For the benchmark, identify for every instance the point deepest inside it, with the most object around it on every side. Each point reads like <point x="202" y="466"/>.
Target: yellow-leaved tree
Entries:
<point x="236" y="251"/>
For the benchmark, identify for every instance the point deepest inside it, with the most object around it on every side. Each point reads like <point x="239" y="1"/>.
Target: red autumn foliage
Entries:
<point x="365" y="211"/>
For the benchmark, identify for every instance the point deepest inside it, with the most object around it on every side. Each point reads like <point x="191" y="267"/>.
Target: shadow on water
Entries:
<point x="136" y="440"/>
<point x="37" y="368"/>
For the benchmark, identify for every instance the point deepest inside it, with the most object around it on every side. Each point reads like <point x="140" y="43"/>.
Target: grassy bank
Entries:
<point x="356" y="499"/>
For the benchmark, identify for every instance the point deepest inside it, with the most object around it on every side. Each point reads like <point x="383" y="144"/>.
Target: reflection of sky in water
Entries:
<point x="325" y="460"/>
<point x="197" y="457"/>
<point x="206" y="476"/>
==*==
EXERCISE AIM: Give the data again, exactly as it stands.

TASK OUTPUT:
For the benchmark, identify for every instance the point deepest inside it, with the most object around it on every side. Each point reads like <point x="202" y="466"/>.
Target: yellow-leaved tree
Entries:
<point x="236" y="251"/>
For the benchmark, identify for every instance the point deepest inside it, with the most object around it on every side. Each point reads like <point x="239" y="1"/>.
Target: red autumn foliage
Entries:
<point x="365" y="211"/>
For the benchmark, identify for every instance the point deepest inside it, with the most object around it on every side. Each point reads like <point x="191" y="267"/>.
Target: shadow on water
Entries:
<point x="136" y="440"/>
<point x="37" y="368"/>
For the benchmark, identify for every instance the point deepest inside it, with the most object around it on every side. Each point reads like <point x="140" y="43"/>.
Target: grassy bank
Entries:
<point x="356" y="499"/>
For the benchmark, identify for every instance the point deepest inside it, with the most object around it on every side. Each point reads like <point x="383" y="144"/>.
Target: reflection of sky in water
Entries:
<point x="325" y="460"/>
<point x="197" y="457"/>
<point x="206" y="476"/>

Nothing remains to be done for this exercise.